━━━━━ Selected text ━━━━━
MolmoPoint-GUI was trained starting from MolmoPoint-8B like this:

torchrun --nproc-per-node=8 launch_scripts/train_gui_pointing.py \
   MolmoPoint-8B \ 
  --save_folder=MolmoPoint-GUI-8B

Evaluation

Evaluation works with the same eval_molmo2 script Molmo2, just point it to a MolmoPoint checkpoint.

For example:

torchrun --nproc-per-node 2 launch_scripts/eval_molmo2.py MolmoPoint-GUI-8B screen_spot_pro --skip_if_metrics_cached=False --model.mm_preprocessor.image.max_crops=64

MolmoPoint Transformers Inference

MolmoPoint's HF inference works the same Molmo2, but we recommend running it with with logits_processor=model.build_logit_processor_from_inputs(model_inputs) to enforce points tokens are generated correctly.

In MolmoPoint, instead of coordinates points will be generated as a series of special tokens, to decode the tokens back into points requires some additional metadata from the preprocessor. The metadata is returned by the preprocessor using the return_pointing_metadata flag. Then model.extract_image_points and model.extract_video_points do the decoding, they return a list of (object_id, {image_num|timestamps}, pixel_x, pixel_y) output points.
━━━━━ Information supplied ━━━━━
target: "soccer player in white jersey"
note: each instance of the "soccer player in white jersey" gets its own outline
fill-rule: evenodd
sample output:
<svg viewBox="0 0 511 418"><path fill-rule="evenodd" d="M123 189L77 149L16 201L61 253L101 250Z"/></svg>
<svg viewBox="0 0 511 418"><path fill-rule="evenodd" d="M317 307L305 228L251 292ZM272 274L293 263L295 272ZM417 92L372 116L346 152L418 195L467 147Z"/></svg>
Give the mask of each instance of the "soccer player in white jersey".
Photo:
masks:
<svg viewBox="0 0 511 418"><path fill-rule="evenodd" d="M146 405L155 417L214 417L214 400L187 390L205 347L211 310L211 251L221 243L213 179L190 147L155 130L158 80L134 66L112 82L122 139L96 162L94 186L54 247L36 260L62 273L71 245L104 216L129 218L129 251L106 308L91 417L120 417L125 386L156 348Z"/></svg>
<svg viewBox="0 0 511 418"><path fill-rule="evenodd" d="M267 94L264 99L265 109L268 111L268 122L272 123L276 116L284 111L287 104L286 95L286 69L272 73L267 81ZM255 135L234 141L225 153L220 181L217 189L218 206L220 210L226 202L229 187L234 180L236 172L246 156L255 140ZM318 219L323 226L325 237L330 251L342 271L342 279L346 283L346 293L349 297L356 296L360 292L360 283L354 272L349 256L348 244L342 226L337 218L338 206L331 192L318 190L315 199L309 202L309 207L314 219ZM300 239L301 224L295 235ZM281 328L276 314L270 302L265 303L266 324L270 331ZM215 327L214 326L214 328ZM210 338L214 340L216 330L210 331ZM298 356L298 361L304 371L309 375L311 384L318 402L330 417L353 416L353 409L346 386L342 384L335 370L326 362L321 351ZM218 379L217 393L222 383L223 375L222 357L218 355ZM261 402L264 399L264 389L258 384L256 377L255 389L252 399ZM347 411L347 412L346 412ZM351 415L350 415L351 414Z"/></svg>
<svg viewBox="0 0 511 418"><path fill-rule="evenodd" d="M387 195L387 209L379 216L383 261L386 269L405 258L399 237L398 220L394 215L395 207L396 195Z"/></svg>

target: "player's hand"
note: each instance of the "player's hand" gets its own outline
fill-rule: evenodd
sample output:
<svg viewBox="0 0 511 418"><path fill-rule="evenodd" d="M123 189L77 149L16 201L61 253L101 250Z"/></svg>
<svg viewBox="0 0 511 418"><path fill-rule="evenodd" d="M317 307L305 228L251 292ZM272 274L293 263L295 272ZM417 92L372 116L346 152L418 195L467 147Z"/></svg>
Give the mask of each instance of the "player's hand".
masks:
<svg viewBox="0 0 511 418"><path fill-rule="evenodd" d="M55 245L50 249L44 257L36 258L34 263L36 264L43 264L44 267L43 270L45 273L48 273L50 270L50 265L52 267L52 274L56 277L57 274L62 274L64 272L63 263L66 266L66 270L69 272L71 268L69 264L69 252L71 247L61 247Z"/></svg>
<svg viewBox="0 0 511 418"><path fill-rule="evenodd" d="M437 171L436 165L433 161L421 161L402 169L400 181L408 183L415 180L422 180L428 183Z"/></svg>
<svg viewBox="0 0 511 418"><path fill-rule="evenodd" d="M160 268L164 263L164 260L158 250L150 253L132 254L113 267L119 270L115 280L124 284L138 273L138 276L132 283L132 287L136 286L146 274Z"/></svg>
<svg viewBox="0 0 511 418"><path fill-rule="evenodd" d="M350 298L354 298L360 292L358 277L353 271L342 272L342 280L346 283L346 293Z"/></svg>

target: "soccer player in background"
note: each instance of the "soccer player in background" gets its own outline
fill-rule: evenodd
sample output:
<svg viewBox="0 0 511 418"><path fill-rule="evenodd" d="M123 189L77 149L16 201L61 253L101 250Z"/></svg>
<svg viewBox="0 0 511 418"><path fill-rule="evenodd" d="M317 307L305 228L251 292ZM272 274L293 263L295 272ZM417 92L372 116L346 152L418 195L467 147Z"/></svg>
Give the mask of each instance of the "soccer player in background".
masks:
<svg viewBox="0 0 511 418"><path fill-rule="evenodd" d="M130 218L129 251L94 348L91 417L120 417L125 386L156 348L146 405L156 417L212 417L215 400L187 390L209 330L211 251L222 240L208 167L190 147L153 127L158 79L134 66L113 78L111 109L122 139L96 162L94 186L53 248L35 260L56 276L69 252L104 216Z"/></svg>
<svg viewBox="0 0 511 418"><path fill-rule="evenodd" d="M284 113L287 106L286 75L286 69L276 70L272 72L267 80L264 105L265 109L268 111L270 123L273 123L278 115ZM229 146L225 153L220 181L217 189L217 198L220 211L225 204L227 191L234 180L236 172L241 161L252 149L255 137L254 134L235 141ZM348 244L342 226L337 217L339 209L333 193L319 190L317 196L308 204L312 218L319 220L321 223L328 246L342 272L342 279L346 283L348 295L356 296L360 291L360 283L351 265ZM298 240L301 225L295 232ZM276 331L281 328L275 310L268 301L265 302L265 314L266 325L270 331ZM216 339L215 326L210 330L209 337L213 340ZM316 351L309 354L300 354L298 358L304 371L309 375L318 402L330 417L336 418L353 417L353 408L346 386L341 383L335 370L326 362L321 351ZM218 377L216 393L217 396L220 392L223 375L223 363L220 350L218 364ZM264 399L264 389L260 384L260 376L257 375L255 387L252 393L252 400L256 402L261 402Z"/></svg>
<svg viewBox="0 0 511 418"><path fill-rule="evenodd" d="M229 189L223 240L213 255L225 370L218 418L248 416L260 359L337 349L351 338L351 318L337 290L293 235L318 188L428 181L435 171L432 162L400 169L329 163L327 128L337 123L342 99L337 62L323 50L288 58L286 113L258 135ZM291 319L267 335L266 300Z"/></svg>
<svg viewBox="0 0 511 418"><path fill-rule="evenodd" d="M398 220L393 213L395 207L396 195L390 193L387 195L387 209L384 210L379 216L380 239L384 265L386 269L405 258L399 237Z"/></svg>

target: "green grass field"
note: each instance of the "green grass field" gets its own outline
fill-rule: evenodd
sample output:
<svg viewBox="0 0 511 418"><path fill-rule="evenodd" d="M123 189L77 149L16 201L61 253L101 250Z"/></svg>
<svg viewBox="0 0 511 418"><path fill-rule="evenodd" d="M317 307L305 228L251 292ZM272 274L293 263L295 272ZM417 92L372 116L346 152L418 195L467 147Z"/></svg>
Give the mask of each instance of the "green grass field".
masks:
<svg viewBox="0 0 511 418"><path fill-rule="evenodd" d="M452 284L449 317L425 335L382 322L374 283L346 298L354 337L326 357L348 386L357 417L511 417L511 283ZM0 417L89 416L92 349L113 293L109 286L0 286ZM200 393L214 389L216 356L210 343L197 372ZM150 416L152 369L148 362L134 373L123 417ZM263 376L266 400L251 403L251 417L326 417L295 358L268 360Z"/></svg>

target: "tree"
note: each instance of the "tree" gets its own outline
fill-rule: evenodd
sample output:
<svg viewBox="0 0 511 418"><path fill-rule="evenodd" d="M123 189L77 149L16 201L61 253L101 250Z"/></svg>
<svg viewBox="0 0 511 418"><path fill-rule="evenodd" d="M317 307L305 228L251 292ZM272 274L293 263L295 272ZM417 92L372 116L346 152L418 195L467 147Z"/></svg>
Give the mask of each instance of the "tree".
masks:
━━━━━
*To do*:
a. Reproduce the MolmoPoint passage between "torchrun --nproc-per-node=8 launch_scripts/train_gui_pointing.py" and "a MolmoPoint checkpoint.", inclusive.
b. Render the records from their first line through the line holding "405L155 417L214 417L214", inclusive, as a JSON list of strings with one string per line and blank lines omitted.

*Responses for each task*:
a.
torchrun --nproc-per-node=8 launch_scripts/train_gui_pointing.py \
   MolmoPoint-8B \ 
  --save_folder=MolmoPoint-GUI-8B

Evaluation

Evaluation works with the same eval_molmo2 script Molmo2, just point it to a MolmoPoint checkpoint.

b.
[
  "target: \"soccer player in white jersey\"",
  "note: each instance of the \"soccer player in white jersey\" gets its own outline",
  "fill-rule: evenodd",
  "sample output:",
  "<svg viewBox=\"0 0 511 418\"><path fill-rule=\"evenodd\" d=\"M123 189L77 149L16 201L61 253L101 250Z\"/></svg>",
  "<svg viewBox=\"0 0 511 418\"><path fill-rule=\"evenodd\" d=\"M317 307L305 228L251 292ZM272 274L293 263L295 272ZM417 92L372 116L346 152L418 195L467 147Z\"/></svg>",
  "Give the mask of each instance of the \"soccer player in white jersey\".",
  "Photo:",
  "masks:",
  "<svg viewBox=\"0 0 511 418\"><path fill-rule=\"evenodd\" d=\"M146 405L155 417L214 417L214 400L187 390L205 347L211 310L211 251L221 243L213 179L190 147L155 130L158 80L134 66L112 82L122 139L96 162L94 186L54 247L36 260L62 273L71 245L104 216L129 218L129 251L106 308L91 417L120 417L125 386L156 348Z\"/></svg>"
]